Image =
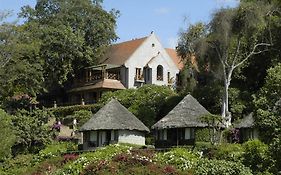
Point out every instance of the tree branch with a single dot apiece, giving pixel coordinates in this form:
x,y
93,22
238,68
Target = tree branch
x,y
253,52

--*--

**Direction**
Update the rows above by replacing every "tree branch" with "tree limb" and leaving everything else as it is. Omit the pictures from your answer.

**Answer to this problem**
Image =
Point out every instance of the tree limb with a single dot apiece, giving pixel coordinates in this form:
x,y
93,22
238,68
Target = tree limb
x,y
253,52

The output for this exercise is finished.